Excerpted text below:

Of the European crop, Revolut, Monzo, N26 and Starling each saw their growth rates fall by between 18% and 36% in their home markets, according to research by Priori Data, commissioned by Sifted.
Analytics firm Apptopia too has revealed more challenging conditions in US markets for digital banks.
According to their May 2020 research, “traditional banks in the US are adding an average of 180% more new mobile app users per month than digital banks are, over the past six months.”
N26 too has attracted the ire of the German banking regulator BaFin, which ordered it to fix persistent issues with staffing, engineering and customer service problems.
There may be a greater market to be had in pivoting these services towards cryptocurrency.
Certainly, much is expected of Revolut’s rollout of crypto trading following the success of Robinhood in this area. Revolut’s offering had been significantly delayed, and unlike for its UK and European customers the feature was not live in its March 2020 US launch.
But on 15 July 2020 the neobank announced that Bitcoin and Etherum trading was now available to all customers across 49 states.
As we approach Q3 2020, the cross-pollination of neobanking and cryptocurrency is taking another step forward. This time, from the opposite side of the market, as traditionally crypto-first players are making moves into the neobanking space.
Consider Berlin’s Bitwala. It now combines mobile banking with crypto trading in a single app, with a Mastercard debit card included. All the same benefits of neobanking, like zero fees and free cash withdrawals in Euro are added to recent DeFi (decentralised finance) cryptocurrency developments, like interest-yielding accounts. Bitwala’s Interest Income Account offers users a 4.3% per annum payment on any Bitcoin held on account.
The banking side is handled by Solarisbank AG, the German fintech that holds a banking license from BaFin. A recent $67.5m fundraise from June 2020 gives Solarisbank at $360m valuation.
This kind of service helps to normalise cryptocurrency, making it part of the standard everyday experience.
As newer players start to emerge, closer integration is expected between neobanking, DeFi and crypto. London’s multi-currency banking platform Ziglu is one company that could spearhead this change.
The brainchild of ex-Barclays technology chief and former Starling neobank CTO Mark Hipperson, Ziglu received £5.25m in seed funding in June 2020 to develop its services. These include a programme to insure users against theft of crypto funds of up to £50,000 from cybercrime. This kind of innovation mirrors the UK’s Financial Services Compensation Scheme, a cornerstone of regulated banking that protects users’ funds of up to £85,000 in losses if providers go bust.
So, while neobanks and cryptocurrency businesses at one time kept one another at arm’s length, it appears the future will hold more and greater integration which will blend these sectors together.

End of Excerpted text.

Parts of the exercise:
1. In the excerpted text on neobanking and cryptocurrency, how much seed funding did Ziglu receive in June 2020?
2. From the excerpted text on neobanking and cryptocurrency, write out the passage beginning at the words "Consider Berlin’s Bitwala." and stopping after "standard everyday experience.", swapping "zero fees" for "low fees".

Data for review below:

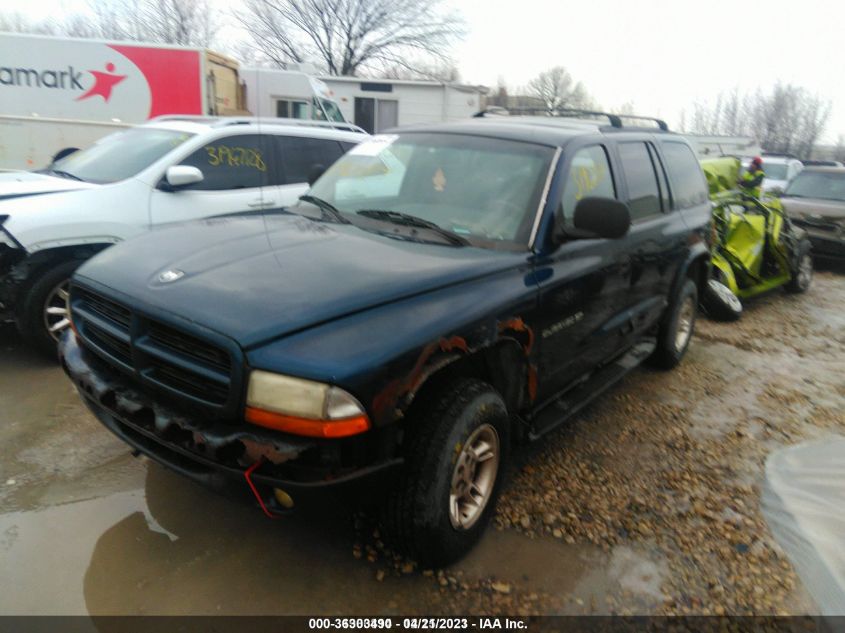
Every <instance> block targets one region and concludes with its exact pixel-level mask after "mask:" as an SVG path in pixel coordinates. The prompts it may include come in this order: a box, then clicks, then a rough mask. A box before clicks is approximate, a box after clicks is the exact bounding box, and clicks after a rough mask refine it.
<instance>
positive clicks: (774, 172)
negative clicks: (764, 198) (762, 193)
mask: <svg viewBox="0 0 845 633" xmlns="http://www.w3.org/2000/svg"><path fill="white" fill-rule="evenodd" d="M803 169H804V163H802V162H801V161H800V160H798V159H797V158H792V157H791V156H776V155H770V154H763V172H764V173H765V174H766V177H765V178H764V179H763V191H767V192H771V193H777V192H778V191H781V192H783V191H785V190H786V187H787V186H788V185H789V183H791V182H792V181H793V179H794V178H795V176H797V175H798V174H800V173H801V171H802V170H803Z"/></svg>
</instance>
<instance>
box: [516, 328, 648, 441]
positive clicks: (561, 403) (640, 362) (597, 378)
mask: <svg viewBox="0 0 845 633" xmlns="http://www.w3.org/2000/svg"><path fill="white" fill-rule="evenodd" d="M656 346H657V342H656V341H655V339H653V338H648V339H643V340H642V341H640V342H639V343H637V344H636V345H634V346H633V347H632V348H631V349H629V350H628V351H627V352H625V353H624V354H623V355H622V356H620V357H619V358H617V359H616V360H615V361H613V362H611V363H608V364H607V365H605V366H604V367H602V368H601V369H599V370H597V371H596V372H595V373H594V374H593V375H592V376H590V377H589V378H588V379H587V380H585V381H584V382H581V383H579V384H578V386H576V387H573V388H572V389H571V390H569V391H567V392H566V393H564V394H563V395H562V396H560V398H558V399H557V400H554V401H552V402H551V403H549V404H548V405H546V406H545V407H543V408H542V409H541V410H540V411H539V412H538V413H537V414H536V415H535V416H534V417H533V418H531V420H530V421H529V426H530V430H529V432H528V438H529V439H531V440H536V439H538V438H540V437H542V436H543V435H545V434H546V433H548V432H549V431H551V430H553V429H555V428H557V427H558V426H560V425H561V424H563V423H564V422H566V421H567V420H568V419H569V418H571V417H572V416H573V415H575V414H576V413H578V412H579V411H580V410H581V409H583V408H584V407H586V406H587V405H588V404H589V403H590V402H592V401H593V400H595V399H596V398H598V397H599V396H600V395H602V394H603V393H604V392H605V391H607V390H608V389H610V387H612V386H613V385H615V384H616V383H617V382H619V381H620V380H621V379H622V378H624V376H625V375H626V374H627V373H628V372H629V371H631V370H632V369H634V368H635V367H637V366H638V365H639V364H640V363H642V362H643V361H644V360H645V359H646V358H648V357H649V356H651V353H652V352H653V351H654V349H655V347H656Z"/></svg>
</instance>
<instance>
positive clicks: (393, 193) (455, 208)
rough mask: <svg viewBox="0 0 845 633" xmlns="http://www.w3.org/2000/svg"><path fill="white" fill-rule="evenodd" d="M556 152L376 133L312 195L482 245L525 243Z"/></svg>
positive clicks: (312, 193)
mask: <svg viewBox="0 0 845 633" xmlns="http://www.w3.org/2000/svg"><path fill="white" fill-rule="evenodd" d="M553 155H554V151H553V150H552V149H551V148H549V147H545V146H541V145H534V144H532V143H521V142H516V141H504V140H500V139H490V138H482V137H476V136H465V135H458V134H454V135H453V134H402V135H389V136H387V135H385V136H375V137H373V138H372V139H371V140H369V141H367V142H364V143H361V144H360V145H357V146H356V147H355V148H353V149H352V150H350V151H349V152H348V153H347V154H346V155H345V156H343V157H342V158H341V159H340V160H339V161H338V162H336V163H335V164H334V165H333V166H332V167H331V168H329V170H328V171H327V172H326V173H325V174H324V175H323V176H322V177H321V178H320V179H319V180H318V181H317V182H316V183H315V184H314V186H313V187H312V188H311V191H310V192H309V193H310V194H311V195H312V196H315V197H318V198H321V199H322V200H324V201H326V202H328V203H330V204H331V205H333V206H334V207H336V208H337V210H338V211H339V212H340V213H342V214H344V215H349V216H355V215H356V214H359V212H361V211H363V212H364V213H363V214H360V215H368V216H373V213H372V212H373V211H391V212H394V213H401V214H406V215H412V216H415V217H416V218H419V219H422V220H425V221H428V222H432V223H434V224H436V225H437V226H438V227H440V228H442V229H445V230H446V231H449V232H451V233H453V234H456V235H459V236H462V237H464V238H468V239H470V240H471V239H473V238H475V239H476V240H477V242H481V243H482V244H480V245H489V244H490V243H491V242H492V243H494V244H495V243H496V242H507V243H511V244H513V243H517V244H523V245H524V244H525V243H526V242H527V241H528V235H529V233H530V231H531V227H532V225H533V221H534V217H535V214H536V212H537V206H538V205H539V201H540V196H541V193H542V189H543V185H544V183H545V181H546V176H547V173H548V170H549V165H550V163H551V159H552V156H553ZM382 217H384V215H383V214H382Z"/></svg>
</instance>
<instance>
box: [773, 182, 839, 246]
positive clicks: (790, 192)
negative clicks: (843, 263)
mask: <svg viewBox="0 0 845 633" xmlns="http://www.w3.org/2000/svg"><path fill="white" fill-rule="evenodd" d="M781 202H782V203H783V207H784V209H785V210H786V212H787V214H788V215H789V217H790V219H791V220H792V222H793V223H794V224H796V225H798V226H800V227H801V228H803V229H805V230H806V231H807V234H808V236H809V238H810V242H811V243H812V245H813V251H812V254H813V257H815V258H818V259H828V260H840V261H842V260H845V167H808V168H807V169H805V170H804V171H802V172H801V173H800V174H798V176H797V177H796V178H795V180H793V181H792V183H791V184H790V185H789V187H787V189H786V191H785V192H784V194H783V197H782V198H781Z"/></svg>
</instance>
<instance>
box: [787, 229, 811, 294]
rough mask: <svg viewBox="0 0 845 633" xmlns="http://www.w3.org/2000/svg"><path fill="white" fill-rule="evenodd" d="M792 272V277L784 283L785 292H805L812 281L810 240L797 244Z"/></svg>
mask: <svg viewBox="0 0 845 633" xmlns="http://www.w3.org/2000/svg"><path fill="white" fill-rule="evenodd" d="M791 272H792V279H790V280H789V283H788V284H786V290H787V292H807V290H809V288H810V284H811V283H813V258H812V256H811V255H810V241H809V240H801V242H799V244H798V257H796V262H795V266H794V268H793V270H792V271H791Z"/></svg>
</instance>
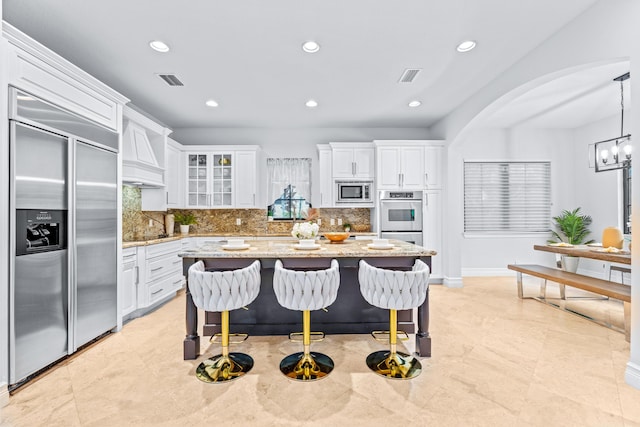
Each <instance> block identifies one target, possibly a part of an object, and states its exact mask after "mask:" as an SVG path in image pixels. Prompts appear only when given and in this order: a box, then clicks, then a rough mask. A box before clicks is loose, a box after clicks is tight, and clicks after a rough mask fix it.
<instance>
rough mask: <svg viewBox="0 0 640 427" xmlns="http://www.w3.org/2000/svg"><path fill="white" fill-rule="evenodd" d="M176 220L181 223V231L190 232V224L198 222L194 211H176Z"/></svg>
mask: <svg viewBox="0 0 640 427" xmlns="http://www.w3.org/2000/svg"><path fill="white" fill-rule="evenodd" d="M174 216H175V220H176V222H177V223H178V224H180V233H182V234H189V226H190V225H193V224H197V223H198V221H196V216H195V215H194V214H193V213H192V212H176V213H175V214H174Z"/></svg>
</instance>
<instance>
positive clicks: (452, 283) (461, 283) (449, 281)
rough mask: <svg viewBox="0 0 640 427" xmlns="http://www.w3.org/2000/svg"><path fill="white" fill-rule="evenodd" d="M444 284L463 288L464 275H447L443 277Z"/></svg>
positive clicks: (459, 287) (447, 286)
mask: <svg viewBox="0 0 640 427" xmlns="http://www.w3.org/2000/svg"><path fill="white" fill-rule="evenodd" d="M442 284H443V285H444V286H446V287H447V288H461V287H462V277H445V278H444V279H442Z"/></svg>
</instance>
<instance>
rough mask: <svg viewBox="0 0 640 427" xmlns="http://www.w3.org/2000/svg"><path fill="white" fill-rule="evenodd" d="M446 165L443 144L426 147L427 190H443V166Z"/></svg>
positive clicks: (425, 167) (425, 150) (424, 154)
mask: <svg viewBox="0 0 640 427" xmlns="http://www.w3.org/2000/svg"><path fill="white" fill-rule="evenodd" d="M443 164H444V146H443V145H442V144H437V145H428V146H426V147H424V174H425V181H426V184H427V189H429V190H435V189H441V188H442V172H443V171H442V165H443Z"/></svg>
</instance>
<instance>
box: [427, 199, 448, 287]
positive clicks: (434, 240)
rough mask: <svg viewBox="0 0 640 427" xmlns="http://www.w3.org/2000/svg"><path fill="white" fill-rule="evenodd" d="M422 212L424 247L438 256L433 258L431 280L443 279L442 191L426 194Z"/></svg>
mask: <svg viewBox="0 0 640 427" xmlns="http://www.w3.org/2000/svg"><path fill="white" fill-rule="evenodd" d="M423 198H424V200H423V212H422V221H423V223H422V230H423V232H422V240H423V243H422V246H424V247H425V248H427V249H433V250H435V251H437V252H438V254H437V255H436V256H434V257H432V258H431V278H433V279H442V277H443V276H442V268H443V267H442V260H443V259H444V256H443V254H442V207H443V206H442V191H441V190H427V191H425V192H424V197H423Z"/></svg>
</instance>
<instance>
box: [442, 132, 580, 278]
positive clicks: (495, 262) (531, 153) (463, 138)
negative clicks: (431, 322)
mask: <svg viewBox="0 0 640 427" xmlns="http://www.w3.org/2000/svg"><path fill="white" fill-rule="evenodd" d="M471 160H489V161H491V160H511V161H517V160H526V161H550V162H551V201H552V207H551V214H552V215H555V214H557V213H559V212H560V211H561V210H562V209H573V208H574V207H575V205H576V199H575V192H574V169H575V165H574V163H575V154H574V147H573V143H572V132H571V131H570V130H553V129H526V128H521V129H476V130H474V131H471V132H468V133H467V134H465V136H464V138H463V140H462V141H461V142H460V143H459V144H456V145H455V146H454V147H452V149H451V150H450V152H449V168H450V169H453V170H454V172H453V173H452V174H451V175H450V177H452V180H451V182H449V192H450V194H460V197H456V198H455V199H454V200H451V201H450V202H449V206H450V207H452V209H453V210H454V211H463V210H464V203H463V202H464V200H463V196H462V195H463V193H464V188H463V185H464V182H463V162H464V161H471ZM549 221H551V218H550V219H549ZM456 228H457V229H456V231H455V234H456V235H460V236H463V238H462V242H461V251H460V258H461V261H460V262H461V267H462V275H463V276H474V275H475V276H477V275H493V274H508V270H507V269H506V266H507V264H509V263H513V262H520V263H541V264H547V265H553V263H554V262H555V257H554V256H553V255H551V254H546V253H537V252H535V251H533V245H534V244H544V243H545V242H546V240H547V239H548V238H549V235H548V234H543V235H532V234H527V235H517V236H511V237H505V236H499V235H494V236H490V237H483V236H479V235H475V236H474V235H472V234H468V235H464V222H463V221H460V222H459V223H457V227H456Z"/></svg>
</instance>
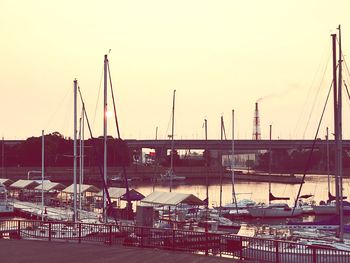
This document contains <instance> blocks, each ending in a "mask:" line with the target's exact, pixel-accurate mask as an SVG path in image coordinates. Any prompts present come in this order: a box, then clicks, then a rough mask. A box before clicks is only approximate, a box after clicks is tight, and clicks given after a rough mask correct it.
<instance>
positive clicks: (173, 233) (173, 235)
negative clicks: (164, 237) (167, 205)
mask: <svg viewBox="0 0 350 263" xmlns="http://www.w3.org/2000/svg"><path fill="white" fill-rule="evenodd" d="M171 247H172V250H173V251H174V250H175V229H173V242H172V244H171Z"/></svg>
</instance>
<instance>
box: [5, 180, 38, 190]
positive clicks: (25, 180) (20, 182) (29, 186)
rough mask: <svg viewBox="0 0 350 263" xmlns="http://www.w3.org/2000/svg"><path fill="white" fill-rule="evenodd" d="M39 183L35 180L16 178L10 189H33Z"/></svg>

End of Data for review.

Answers by item number:
1. £5.25m

2.
Consider Berlin’s Bitwala. It now combines mobile banking with crypto trading in a single app, with a Mastercard debit card included. All the same benefits of neobanking, like low fees and free cash withdrawals in Euro are added to recent DeFi (decentralised finance) cryptocurrency developments, like interest-yielding accounts. Bitwala’s Interest Income Account offers users a 4.3% per annum payment on any Bitcoin held on account.
The banking side is handled by Solarisbank AG, the German fintech that holds a banking license from BaFin. A recent $67.5m fundraise from June 2020 gives Solarisbank at $360m valuation.
This kind of service helps to normalise cryptocurrency, making it part of the standard everyday experience.